(Extracted material Opens)

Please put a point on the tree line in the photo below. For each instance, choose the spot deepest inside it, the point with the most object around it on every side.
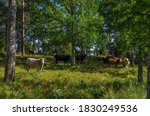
(74, 26)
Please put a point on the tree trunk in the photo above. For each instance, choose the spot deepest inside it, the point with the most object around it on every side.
(140, 70)
(148, 67)
(22, 31)
(11, 44)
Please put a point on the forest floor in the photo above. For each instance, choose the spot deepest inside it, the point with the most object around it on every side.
(81, 81)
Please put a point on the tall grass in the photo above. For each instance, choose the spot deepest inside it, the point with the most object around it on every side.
(73, 82)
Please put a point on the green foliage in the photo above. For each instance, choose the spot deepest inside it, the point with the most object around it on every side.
(67, 83)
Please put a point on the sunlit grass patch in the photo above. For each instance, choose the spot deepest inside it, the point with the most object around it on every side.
(73, 82)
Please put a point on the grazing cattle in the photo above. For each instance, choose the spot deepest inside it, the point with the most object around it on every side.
(125, 62)
(106, 59)
(113, 61)
(35, 63)
(31, 52)
(80, 57)
(64, 58)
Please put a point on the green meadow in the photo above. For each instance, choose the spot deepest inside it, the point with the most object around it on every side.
(81, 81)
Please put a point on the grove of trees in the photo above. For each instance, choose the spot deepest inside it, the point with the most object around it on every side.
(72, 27)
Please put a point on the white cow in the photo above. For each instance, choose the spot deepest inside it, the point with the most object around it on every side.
(35, 63)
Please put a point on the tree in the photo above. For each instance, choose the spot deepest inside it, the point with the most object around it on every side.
(11, 43)
(133, 17)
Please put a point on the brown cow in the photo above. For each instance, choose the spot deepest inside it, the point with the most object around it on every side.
(125, 62)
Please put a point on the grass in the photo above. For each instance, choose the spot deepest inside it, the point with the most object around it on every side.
(73, 82)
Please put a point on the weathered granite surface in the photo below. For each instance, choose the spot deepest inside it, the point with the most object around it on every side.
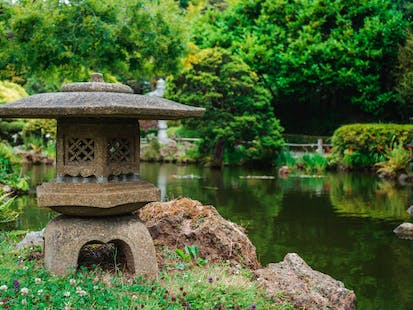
(65, 236)
(292, 279)
(33, 238)
(97, 104)
(96, 199)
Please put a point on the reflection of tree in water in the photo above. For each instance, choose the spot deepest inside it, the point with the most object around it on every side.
(362, 252)
(368, 196)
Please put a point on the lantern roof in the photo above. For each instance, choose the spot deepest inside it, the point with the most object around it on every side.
(97, 99)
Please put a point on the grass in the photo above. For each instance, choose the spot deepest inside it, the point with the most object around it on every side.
(25, 284)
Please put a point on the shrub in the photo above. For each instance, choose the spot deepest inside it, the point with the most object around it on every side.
(397, 160)
(313, 162)
(364, 145)
(238, 117)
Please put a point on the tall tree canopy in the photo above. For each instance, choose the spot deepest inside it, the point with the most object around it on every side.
(238, 117)
(55, 40)
(331, 58)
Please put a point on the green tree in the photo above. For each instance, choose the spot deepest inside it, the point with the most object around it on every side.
(405, 75)
(46, 43)
(238, 110)
(328, 58)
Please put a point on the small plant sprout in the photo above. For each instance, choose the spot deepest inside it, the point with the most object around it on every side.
(190, 253)
(24, 291)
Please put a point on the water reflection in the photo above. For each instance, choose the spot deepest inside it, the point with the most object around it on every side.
(341, 224)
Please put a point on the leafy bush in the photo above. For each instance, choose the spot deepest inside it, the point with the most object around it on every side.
(6, 213)
(45, 128)
(238, 111)
(9, 174)
(364, 145)
(397, 161)
(313, 163)
(10, 92)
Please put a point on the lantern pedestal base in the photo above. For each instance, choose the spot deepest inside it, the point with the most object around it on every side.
(94, 199)
(66, 235)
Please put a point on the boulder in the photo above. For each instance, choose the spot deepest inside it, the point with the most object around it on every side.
(306, 288)
(187, 222)
(404, 231)
(32, 238)
(410, 210)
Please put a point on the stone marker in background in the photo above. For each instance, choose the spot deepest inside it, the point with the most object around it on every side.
(97, 170)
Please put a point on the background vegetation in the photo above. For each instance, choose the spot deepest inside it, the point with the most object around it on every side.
(257, 66)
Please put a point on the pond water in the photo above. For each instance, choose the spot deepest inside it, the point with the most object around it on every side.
(340, 224)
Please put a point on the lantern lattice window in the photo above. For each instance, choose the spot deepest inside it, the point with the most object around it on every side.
(80, 150)
(119, 150)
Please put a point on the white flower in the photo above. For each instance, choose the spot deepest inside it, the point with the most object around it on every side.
(24, 291)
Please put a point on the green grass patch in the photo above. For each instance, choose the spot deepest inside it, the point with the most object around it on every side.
(25, 284)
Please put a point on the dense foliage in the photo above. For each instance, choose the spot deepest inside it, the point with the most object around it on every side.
(10, 92)
(363, 145)
(333, 60)
(239, 117)
(45, 43)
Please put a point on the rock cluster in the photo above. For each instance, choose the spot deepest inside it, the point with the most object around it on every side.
(404, 231)
(294, 280)
(187, 222)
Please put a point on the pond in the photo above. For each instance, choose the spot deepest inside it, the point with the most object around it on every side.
(340, 224)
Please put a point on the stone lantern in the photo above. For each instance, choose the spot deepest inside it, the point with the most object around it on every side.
(97, 183)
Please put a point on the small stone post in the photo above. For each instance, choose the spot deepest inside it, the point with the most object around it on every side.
(162, 124)
(320, 149)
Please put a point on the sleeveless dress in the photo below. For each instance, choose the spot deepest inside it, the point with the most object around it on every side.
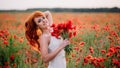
(59, 61)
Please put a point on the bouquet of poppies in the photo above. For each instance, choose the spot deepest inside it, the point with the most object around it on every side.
(66, 31)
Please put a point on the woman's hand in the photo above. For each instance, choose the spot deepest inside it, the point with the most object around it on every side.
(65, 43)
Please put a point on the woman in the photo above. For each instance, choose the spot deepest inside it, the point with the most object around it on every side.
(51, 48)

(Extracted material Closes)

◆ Exercise brief ◆
Your reply should hold only the records, duplicated exactly, without any image.

◆ Expected answer ◆
Please put a point on the tree line in the photo below. For each instance, choose the spot deepest inside it, the point with the most object around it on every side.
(74, 26)
Please put a point on the tree trunk in the photo above. For each instance, choose the spot deepest inside it, the point with the most object around it on every side.
(140, 70)
(148, 67)
(22, 31)
(11, 44)
Please put a point on the forest floor in the photo above. For each instance, choose the spot deepest inside it, the point with the most object around it on every side.
(81, 81)
Please put a point on the tall grass in the photo above. For each instance, choose the spot deepest inside it, the point with the most object around it on every side.
(73, 82)
Please put a point on the green foliage in the photo above. For each instance, choose the spot deepest inside it, the point with the most object around it on every side.
(67, 83)
Please put a point on the sunlit grass patch in the photo above. For each instance, choose the spot deepest inside it, the point with the most object around it on every side.
(73, 82)
Please put a point on the grazing cattle in the photo above. For each instance, choose the spot deepest inside it, the point with the most object around it on every side.
(125, 62)
(106, 59)
(113, 61)
(35, 63)
(31, 52)
(80, 57)
(64, 58)
Please put a point on the green meadow in the photo above. For each instance, choose the spot deepest inside it, the point with the most object around it on every side.
(81, 81)
Please put a point on the grove of trees in the photo above. For each instance, choose the spot deepest inside it, the point with the most object around it on every side.
(72, 27)
Please put a point on the white cow in the photo above. For each instance, choose the spot deepest inside it, the point with the most object around it on every side.
(35, 63)
Please put a point on the tree in the photo above. For each instance, choose the spot deepest inside it, the point with the most object around it on every side.
(11, 43)
(133, 17)
Please put a point on the brown cow in the photo above. For each instance, choose the spot deepest inside it, the point with the most object around it on every side.
(125, 62)
Please put a point on the grass in the photo above. For each instance, choose the spot deepest inside it, the point with the most object around it on every side.
(73, 82)
Please put a point on the weathered granite surface in the photo below. For each instance, choose the spot deepest inside it, the point with the most object around it on every side.
(65, 236)
(292, 279)
(33, 238)
(97, 104)
(96, 199)
Please put a point on the reflection of tree in water in the photo above. For each instance, choose the spot deepest inside it, the point with the most object around it on every side.
(362, 252)
(368, 196)
Please put a point on the lantern roof in the photo above. For each instance, choose the spot deepest inside it, the point with the most object around it on every side.
(97, 99)
Please put a point on the grass in the photo above. For each instance, choose the spot deepest inside it, the point with the most object around it on every side.
(25, 284)
Please put a point on the shrub in the photo above. For each instance, choose the spot deepest inside it, the point with the most object around it on every side.
(397, 160)
(313, 162)
(364, 145)
(238, 117)
Please put a point on the tall tree canopy in the photo above. For each instance, choose the spot deepest inside it, the point with the most object around it on every side.
(238, 117)
(55, 40)
(331, 58)
Please put a point on the green tree in the photo above. For each instance, choose the spot deepest inside it, the point with the most object around it on every side.
(405, 75)
(46, 43)
(238, 110)
(328, 58)
Please put a point on the small plant sprout in the photo above. For each instance, choose the spot deepest inside it, the point with the most object around it on every side.
(190, 253)
(24, 291)
Please put a point on the water reflection in the photo above. For each instance, choose the spot deepest inside it, the point with the most object around it on every side.
(341, 224)
Please put a point on the leafy bush in the photo above. For each instance, choose the spot deepest inside it, the point with the most object around it on every side.
(6, 213)
(45, 128)
(238, 111)
(9, 174)
(364, 145)
(397, 161)
(313, 163)
(10, 92)
Please put a point on the lantern pedestal base in the photo above. For each instance, choose the spot deepest inside it, the point with the most object around it on every side.
(94, 199)
(66, 235)
Please put a point on the boulder in the photo above. For each instance, choose the spot deepest inside it, the point with the most object around it on every side.
(306, 288)
(187, 222)
(404, 231)
(32, 238)
(410, 210)
Please put a point on the stone marker in background in the photo above. For each instance, choose the spot deepest inside it, the point with the most object around it on every side.
(97, 170)
Please put a point on the background vegetation in the photo above. For each instance, choose the spot deepest inside it, the point with the most object around it on every side.
(257, 66)
Please put a point on the pond water in the photo above. For each instance, choose the spot deepest inside it, the point with the most object around it on every side.
(340, 224)
Please put a point on the lantern lattice window in the photo above. For each instance, choose the spot deepest inside it, the point with the most object around it on every side.
(80, 150)
(119, 150)
Please put a point on the white flower in the photo above. For each instance, choose the spot deepest inside it, the point with the most object around it on every side.
(24, 291)
Please put a point on the green grass patch in the photo above. For each instance, choose the spot deepest inside it, the point with the most object around it on every side.
(25, 284)
Please put a point on the dense foliage in the photo above. For each instance, choose the spot deepest inside it, the point with the most object around it on every side.
(10, 92)
(363, 145)
(333, 60)
(239, 117)
(45, 43)
Please put a point on the rock cluster in the photo above. For each instance, choose the spot deepest inside it, the point with the most object around it on every side.
(404, 231)
(294, 280)
(187, 222)
Please put a point on the pond in the photo above. For each instance, choose the spot deepest inside it, the point with the most object around it on every side.
(340, 224)
Please put a point on the stone lantern in the photo above. For each instance, choose the spot deepest inside it, the point with the most object around it on every side.
(97, 183)
Please put a point on the small stone post in the photo above. For each instance, choose the spot deepest inside it, the point with the most object around it on every side.
(162, 124)
(320, 149)
Please put a point on the sleeveless dress in the photo below. For each instance, choose the spot deepest inside it, the point with the most object around it on every side.
(59, 61)
Please put a point on the bouquet of poppies in the photo above. For each instance, choose the spot deepest inside it, the point with the most object around it on every side.
(66, 31)
Please put a point on the woman's hand in the photo above. For each instance, choose the spot deepest inside it, the point with the most object around it on every side.
(65, 43)
Please put a point on the woman in the photo above. For each instance, choose the spot deepest inside it, the point with the most object around it on every side.
(51, 48)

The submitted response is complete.